++++ Selection ++++

90 PARTICIPANTS FROM 12 COUNTRIES


2. From June 22-25, PD Bucharest hosted a regional
seminar with the provocative title "Do Museums Matter:
Making the Case, Finding the Means." We sought to
advance MPP goals in civic institution building, economic
development in a free market, and promotion of regional
stability. Our strategy was to help museums become more
relevant to their communities and better equipped from a
management standpoint to thrive in a market economy. The
seminar drew a total of forty museum directors from
twelve countries in the region, as well as more than
fifty Romanian museum managers and GOR representatives
from across the country -- many more than we expected
when invitations first went out.

STRUCTURING THE SEMINAR FOR PRACTICAL RESULTS


3. Dr. Marc Pachter, the Director of the National
Portrait Gallery and Acting Director of the National
Museum of American History, gave the keynote address. He
spoke with practiced ease and verve. He briefly outlined
changes in the mission of museums from the nineteenth
century until today, and ended with the current
challenge: how to make museums not simply better
warehouses of artifacts, but better civic institutions,
capable of engaging families and other target audiences
with exhibits and programming. Pachter, a SEED-funded
and IIP-supported speaker, worked previously for USIA as
a senior cultural advisor. He clearly understood the
need for the seminar to produce practical, measurable
results. Consequently, he had all the speakers share
best practices and quickly get down to brass tacks on how
participants might share resources and programming to
better serve their communities.

++++

Brief A: In the museum seminar report, how many museum directors from the region attended the seminar?

++++ Given information ++++

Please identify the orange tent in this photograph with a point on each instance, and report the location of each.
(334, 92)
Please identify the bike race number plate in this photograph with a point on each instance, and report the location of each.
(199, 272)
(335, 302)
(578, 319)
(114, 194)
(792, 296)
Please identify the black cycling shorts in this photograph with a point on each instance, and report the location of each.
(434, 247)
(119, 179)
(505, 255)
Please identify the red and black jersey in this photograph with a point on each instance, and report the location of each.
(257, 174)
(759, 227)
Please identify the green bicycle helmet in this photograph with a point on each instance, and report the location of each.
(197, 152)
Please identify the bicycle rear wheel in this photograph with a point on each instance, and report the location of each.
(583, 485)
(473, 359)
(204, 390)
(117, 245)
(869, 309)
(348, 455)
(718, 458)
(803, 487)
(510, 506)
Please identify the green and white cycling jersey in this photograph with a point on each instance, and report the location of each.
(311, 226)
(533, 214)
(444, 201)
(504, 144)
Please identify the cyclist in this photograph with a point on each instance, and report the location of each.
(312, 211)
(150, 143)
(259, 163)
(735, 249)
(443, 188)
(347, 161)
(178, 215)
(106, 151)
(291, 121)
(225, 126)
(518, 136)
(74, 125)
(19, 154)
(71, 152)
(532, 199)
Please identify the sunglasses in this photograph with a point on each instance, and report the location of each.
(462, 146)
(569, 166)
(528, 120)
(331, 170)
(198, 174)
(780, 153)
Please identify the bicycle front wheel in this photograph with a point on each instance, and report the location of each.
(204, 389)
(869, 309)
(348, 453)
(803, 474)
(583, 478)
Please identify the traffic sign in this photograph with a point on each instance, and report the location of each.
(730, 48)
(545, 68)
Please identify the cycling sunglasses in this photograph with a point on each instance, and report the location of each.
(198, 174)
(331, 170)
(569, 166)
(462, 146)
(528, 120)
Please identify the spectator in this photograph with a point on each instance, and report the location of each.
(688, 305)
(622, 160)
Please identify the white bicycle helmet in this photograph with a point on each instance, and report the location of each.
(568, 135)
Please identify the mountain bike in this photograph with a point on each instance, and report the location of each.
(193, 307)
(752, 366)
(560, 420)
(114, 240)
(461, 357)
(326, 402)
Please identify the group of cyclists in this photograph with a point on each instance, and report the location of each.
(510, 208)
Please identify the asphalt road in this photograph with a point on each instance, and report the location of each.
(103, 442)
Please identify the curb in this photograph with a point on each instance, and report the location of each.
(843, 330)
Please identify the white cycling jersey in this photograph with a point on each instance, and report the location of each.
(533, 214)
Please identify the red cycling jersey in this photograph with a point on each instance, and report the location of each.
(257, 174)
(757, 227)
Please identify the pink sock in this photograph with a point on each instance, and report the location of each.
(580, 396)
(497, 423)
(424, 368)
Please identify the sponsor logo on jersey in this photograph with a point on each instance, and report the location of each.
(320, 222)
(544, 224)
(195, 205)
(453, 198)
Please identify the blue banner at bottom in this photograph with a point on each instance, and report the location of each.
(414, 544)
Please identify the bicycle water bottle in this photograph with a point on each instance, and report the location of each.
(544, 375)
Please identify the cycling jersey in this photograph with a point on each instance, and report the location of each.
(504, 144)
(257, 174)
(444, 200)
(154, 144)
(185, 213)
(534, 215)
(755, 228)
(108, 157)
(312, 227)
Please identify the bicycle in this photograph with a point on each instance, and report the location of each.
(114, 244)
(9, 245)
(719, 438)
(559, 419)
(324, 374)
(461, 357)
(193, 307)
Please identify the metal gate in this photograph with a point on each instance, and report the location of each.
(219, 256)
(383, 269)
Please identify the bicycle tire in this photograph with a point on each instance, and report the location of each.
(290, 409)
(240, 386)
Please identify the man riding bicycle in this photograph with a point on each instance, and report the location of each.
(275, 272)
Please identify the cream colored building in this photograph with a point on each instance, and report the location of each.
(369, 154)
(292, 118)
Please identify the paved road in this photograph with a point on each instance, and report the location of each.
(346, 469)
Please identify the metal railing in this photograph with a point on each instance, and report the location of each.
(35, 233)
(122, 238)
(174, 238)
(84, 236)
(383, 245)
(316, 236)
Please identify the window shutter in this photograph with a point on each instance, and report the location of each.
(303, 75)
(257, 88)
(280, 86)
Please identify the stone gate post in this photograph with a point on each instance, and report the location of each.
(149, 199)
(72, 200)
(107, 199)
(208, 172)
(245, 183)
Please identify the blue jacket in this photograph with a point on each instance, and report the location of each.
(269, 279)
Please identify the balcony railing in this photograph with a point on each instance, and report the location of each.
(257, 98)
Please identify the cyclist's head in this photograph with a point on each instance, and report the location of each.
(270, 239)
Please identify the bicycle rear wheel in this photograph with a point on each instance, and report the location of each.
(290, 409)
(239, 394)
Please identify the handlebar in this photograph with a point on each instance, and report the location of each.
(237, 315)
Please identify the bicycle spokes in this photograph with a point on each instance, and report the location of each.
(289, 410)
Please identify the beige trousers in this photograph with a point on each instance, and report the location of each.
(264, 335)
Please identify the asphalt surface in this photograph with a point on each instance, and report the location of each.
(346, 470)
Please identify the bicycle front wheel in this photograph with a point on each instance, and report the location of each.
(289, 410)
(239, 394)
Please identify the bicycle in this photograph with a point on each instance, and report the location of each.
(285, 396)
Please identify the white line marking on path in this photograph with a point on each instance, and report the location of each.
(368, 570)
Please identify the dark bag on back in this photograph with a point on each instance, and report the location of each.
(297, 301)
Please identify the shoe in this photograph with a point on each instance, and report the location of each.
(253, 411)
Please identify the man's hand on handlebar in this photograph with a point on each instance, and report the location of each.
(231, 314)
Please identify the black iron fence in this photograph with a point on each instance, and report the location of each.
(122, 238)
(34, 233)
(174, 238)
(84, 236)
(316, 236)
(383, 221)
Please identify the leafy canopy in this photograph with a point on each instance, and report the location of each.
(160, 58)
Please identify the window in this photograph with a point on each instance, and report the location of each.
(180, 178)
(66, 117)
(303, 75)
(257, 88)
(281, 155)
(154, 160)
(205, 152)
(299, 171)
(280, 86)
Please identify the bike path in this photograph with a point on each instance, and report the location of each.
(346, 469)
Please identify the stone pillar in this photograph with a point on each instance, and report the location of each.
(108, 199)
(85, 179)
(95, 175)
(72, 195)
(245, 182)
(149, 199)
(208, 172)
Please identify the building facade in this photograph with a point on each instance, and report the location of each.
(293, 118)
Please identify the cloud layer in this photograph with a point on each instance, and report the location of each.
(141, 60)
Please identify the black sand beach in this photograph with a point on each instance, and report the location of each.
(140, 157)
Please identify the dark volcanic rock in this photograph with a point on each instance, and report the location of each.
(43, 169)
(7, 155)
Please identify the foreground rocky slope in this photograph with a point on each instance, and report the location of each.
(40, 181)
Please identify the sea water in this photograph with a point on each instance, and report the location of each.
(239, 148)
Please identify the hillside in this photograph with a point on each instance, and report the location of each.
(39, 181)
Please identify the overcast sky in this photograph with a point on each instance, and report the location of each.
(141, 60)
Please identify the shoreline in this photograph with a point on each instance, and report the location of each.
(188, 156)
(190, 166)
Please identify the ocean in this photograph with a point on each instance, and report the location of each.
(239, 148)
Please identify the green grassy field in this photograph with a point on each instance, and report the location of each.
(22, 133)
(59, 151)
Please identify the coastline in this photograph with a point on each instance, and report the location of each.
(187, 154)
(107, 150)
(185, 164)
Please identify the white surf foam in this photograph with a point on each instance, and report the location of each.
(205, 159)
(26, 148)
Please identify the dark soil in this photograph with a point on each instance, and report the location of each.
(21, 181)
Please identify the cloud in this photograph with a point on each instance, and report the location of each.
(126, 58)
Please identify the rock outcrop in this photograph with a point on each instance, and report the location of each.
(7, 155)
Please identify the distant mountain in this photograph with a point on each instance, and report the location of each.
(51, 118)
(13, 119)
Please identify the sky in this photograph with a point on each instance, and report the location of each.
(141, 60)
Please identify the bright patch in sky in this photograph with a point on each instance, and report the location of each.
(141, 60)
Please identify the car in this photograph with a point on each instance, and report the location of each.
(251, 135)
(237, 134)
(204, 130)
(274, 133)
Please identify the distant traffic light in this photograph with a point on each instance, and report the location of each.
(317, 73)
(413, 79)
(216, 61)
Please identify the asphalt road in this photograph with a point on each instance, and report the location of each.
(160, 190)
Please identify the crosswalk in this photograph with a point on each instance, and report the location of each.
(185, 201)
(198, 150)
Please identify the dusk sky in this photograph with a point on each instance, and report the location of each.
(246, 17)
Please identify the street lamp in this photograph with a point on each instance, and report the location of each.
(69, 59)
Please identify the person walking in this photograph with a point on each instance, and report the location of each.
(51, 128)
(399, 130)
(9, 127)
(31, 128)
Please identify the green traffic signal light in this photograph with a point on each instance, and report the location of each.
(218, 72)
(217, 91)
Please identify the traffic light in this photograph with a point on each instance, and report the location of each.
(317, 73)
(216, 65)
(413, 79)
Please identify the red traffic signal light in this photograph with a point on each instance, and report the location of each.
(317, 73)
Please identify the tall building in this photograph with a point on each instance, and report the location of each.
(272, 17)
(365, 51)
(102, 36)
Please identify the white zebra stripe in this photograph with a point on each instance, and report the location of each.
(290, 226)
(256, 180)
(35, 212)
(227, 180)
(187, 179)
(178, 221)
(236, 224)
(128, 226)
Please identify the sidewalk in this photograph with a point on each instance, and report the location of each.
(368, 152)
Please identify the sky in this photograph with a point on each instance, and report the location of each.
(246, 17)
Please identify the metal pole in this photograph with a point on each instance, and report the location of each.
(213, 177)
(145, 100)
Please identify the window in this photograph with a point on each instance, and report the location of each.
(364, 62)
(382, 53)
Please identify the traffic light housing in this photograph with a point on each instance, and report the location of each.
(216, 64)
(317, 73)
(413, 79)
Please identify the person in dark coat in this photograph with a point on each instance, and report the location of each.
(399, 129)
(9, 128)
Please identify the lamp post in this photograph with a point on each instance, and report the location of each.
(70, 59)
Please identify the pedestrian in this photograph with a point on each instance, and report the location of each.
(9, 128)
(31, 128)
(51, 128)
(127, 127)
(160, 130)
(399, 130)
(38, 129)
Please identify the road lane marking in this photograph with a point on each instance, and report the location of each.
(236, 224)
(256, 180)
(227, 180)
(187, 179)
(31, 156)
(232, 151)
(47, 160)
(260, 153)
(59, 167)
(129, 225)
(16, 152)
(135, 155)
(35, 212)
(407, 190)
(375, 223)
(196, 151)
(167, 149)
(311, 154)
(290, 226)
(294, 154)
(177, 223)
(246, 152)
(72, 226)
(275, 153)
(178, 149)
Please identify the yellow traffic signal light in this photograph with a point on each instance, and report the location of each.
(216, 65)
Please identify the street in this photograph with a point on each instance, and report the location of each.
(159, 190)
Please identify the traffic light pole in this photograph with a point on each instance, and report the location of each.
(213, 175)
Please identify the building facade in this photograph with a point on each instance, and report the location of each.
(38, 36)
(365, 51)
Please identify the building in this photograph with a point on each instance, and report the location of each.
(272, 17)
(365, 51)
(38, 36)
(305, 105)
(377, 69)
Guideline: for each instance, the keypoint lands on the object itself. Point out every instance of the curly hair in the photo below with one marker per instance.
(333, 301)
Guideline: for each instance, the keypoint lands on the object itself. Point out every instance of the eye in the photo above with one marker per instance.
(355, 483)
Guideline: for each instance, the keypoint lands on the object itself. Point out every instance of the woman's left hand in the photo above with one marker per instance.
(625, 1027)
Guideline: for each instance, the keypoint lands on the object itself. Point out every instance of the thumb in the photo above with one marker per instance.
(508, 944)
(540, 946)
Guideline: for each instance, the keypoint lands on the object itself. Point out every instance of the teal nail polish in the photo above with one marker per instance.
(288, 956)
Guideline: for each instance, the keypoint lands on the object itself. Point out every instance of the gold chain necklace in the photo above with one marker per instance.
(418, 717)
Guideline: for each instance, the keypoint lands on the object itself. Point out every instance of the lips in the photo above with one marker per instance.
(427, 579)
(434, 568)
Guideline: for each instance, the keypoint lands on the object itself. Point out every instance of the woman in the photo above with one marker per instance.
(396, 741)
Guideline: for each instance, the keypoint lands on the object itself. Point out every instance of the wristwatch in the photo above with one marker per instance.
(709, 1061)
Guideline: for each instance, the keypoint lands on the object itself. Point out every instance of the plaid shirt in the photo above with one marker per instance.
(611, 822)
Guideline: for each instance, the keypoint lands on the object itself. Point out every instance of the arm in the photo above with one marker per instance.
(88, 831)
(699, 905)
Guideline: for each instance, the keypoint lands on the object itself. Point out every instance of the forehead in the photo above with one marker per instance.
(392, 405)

++++

Brief B: Rescale the records from the line holding "of the plaid" through the end of the records, with both ends included. Reproduce only those lines, requests included, and multiply every point coordinate by 0.95, rounding to whole numbers with halves rounded up.

Output A: Forty museum directors from twelve countries attended.

Output B:
Guideline: for each instance, the keypoint lands on the object itself. Point out every instance of the plaid shirt in the photo above with one marker per instance.
(580, 781)
Guideline: for each instance, the keypoint lands on the object itself. Point out every instance of the arm in the photo above with one marker per instance.
(84, 789)
(664, 860)
Guideline: for each instance, the keypoint lands on the object itself. Point out every instance of the forehead in the photo above with one marker per instance.
(372, 385)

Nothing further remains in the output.